Records for this exercise =
####
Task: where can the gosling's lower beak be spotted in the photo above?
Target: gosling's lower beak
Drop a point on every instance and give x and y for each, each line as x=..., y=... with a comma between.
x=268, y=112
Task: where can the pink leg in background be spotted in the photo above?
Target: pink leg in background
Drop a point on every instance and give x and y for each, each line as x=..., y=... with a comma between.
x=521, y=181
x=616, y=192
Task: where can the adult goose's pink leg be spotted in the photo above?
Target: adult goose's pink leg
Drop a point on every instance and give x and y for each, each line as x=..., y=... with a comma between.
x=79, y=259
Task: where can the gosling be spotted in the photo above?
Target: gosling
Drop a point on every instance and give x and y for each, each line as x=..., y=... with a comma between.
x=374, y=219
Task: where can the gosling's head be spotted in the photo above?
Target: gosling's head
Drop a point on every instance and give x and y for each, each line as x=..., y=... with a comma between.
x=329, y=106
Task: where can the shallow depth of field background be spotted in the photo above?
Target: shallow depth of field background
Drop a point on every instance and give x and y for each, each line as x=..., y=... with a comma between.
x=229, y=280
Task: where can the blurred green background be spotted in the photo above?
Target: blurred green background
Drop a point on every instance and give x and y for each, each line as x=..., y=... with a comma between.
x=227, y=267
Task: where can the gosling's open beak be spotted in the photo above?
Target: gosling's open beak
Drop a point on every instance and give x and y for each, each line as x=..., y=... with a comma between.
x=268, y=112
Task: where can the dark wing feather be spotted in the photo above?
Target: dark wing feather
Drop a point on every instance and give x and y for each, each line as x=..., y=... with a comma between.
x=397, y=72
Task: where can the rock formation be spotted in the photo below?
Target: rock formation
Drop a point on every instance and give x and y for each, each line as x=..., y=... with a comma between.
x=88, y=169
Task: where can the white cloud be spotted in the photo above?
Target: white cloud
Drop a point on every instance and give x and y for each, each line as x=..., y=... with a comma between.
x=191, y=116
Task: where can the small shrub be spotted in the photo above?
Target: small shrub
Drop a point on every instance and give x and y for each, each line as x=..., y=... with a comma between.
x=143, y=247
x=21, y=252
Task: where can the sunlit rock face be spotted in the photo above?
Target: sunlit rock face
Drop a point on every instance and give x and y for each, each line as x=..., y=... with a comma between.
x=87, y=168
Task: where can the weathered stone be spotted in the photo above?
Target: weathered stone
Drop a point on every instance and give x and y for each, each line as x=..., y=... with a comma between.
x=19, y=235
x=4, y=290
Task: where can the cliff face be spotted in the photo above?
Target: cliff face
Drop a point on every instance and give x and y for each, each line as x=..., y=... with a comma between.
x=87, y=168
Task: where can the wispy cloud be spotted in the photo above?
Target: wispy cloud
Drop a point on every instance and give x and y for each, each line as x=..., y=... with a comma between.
####
What this task involves = Start with the line above that contains "Target: pink leg in background" and end with the line that contains "Target: gosling's head". Write out those lines exactly, and only those.

Solution to the exercise =
Target: pink leg in background
Drop a point on every instance and give x and y for each, each line as x=..., y=... with a comma between.
x=521, y=181
x=616, y=192
Task: where can the adult goose's pink leg be spotted in the photo above?
Target: adult goose's pink leg
Drop a point on every instance and give x and y for each, each line as x=..., y=... with a comma between.
x=79, y=259
Task: where can the gosling be spotted in the photo above?
Target: gosling
Drop a point on every instance and give x and y for each, each line as x=..., y=... with a comma between.
x=374, y=219
Task: where can the gosling's head be spotted in the photo above?
Target: gosling's head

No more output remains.